-- Opening Marker --

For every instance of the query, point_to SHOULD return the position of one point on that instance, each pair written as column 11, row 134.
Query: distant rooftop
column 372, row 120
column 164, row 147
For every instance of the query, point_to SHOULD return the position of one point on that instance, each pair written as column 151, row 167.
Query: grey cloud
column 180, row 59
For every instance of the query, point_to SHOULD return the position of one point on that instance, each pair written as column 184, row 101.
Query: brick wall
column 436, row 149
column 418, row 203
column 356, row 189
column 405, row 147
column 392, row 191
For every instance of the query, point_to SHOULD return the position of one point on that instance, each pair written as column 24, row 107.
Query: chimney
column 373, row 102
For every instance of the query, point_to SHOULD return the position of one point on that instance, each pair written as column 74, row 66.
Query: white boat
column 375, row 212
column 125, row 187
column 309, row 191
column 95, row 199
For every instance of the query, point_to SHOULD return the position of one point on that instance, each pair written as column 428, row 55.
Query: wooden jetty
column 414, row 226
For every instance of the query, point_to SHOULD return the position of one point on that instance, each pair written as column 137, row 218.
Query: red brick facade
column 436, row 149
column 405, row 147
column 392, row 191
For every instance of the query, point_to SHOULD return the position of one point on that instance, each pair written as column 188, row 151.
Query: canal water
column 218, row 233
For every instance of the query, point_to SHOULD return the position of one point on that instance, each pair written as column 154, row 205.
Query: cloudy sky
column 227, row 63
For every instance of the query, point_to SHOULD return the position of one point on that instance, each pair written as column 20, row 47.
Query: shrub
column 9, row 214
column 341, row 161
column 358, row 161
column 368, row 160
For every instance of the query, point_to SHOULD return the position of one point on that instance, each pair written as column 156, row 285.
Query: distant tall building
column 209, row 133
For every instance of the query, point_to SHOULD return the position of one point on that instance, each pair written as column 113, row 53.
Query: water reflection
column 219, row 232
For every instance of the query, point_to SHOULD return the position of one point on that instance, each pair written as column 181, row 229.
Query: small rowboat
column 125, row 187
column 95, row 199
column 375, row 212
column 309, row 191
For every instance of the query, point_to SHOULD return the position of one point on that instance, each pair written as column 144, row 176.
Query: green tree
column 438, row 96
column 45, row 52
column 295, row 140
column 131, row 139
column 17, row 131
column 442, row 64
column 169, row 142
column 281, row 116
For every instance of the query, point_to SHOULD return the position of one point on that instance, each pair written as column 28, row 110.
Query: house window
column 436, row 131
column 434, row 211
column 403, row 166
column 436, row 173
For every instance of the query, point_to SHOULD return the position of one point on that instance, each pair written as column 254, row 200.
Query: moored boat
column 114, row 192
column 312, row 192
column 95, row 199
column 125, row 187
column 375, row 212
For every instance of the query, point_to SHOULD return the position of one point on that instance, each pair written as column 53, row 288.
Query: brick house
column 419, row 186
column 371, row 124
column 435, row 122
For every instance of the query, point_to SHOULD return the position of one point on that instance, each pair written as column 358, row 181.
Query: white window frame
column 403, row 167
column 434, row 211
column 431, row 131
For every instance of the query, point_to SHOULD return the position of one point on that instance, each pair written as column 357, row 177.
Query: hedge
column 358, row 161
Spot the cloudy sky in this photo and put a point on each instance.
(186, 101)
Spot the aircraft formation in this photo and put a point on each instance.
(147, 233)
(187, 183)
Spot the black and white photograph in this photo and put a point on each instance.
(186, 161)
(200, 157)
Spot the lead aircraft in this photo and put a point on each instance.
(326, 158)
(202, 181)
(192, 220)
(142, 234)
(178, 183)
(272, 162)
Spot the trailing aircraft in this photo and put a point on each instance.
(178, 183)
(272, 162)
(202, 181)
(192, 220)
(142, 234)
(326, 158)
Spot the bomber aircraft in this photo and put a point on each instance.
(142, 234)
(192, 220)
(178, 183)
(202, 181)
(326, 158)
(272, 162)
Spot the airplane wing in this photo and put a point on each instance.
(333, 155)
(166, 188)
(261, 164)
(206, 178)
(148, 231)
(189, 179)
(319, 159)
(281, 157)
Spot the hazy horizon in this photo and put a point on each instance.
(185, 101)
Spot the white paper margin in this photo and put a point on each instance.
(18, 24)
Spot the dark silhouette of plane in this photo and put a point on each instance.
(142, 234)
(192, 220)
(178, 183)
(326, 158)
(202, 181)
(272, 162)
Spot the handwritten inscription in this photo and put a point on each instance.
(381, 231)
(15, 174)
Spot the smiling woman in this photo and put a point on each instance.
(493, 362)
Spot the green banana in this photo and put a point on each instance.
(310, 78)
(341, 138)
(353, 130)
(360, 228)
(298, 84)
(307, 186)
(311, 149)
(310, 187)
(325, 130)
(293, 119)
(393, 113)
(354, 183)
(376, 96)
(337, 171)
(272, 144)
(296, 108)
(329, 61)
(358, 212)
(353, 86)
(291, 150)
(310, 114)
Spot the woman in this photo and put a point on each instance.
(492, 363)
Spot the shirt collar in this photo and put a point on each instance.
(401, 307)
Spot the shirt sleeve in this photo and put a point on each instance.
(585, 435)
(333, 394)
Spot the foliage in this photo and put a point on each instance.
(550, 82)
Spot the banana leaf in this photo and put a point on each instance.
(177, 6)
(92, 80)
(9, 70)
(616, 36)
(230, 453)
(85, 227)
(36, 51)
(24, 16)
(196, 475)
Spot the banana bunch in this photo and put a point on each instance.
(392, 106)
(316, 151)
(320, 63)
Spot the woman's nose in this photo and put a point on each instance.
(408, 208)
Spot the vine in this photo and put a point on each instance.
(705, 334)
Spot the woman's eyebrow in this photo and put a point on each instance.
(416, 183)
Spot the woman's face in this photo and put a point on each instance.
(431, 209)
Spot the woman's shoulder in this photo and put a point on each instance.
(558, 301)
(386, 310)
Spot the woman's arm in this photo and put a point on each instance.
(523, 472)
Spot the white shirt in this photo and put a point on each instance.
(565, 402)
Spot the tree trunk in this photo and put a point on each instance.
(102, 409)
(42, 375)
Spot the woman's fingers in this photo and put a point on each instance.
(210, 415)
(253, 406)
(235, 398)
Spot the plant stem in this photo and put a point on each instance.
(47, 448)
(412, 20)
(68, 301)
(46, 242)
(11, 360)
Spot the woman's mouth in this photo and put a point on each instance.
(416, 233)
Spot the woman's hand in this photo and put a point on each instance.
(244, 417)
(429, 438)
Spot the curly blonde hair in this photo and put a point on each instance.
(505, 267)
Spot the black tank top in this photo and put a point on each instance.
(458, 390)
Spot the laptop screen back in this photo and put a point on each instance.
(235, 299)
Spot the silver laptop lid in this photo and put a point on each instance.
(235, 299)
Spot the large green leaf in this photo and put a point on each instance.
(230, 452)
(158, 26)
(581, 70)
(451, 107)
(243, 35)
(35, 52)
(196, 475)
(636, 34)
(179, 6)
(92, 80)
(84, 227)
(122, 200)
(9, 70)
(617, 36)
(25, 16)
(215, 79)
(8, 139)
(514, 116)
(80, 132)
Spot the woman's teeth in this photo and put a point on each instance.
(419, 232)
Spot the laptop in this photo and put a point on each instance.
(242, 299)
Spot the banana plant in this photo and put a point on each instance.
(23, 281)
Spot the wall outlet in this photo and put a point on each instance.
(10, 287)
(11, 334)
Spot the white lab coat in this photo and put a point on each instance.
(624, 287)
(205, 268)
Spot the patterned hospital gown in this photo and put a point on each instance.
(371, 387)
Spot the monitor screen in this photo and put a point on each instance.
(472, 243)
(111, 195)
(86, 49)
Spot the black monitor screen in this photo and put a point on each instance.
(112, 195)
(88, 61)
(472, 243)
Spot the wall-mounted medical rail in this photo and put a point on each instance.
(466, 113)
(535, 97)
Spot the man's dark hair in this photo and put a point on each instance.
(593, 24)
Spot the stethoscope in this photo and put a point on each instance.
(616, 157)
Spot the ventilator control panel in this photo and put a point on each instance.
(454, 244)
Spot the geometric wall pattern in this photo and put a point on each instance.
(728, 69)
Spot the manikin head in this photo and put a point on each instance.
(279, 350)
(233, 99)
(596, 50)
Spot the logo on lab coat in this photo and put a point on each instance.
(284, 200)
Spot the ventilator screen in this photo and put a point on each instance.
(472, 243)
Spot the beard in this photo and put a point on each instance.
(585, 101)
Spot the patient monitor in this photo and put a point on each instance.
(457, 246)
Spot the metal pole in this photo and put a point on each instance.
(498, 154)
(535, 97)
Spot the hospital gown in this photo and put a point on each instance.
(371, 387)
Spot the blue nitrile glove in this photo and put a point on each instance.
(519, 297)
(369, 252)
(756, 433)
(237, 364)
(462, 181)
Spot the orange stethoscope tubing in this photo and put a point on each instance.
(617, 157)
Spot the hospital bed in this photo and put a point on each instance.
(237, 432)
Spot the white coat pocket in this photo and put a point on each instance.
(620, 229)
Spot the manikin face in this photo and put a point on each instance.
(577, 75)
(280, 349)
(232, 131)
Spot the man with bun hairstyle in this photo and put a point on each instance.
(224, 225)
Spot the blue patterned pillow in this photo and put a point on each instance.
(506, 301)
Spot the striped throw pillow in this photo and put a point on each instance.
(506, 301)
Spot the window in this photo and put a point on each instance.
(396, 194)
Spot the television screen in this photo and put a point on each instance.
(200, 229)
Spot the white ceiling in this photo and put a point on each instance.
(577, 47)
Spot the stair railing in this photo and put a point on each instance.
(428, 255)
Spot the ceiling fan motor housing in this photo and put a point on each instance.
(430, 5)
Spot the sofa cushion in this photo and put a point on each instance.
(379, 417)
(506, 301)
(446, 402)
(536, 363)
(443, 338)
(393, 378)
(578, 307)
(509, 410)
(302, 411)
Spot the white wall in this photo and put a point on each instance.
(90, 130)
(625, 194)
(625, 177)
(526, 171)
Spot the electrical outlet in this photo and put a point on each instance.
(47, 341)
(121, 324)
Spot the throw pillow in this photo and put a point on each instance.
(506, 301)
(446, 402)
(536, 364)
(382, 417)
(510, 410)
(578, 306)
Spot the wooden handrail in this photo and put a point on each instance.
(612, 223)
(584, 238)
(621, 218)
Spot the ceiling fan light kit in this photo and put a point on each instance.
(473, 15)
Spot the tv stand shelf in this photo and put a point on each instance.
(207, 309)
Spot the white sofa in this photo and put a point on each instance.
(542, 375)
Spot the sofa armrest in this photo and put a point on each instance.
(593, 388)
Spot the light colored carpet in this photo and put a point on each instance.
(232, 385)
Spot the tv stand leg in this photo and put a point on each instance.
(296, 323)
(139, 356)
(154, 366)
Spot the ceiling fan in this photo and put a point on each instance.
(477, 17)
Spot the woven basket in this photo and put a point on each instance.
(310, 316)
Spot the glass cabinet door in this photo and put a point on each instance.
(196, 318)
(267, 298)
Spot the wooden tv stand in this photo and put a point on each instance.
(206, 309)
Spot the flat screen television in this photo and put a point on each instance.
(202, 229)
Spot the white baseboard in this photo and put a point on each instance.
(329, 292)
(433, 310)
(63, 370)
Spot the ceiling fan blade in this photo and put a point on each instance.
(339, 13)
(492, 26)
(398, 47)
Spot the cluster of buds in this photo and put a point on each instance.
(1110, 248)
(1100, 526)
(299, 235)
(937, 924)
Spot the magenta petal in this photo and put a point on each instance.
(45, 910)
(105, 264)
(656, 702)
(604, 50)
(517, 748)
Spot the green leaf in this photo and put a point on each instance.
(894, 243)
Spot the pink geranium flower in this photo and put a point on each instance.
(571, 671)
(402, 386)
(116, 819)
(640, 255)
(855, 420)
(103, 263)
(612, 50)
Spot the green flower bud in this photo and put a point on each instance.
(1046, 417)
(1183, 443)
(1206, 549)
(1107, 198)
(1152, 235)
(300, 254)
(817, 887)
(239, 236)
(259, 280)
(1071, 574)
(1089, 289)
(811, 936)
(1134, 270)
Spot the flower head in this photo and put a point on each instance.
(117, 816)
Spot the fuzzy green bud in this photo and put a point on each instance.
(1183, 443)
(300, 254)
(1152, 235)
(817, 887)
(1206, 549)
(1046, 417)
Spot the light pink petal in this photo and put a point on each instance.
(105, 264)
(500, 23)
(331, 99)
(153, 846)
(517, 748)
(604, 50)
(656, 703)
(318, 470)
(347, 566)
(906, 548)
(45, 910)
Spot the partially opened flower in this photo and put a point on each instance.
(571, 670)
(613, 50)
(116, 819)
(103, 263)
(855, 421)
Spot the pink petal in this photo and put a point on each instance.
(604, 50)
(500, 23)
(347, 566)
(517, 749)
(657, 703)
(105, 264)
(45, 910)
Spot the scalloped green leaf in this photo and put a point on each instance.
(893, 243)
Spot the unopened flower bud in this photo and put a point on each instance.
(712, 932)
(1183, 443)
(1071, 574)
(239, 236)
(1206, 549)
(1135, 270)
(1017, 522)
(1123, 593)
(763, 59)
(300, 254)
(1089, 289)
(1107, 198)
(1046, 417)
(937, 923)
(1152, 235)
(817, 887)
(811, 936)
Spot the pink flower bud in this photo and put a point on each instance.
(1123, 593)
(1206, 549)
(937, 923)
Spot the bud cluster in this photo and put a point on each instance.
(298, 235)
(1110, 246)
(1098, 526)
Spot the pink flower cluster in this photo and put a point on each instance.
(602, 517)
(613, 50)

-- Closing Marker --

__Problem details__. Print, please, the lines above from the very first through the one that holds "428, row 55.", both included, word for word and with nothing else.

__Answer below__.
For every instance of the query, point_to SHOULD return the position of one point on that instance, each pair written as column 11, row 134.
Query: distant rooftop
column 372, row 120
column 164, row 147
For every instance of the query, point_to SHOULD return the position of one point on that instance, each pair written as column 151, row 167.
Query: grey cloud
column 180, row 59
For every instance of the query, point_to SHOULD return the position of one point on that instance, each pair written as column 184, row 101.
Query: brick wall
column 436, row 149
column 418, row 203
column 356, row 189
column 405, row 147
column 392, row 191
For every instance of the query, point_to SHOULD return the position of one point on that instance, each pair written as column 24, row 107.
Query: chimney
column 373, row 102
For every instance of the query, point_to SHOULD return the position of one point on that instance, each pair written as column 74, row 66.
Query: white boat
column 375, row 212
column 125, row 187
column 309, row 191
column 95, row 199
For every instance of the query, point_to SHOULD return the position of one point on that instance, each pair written as column 428, row 55.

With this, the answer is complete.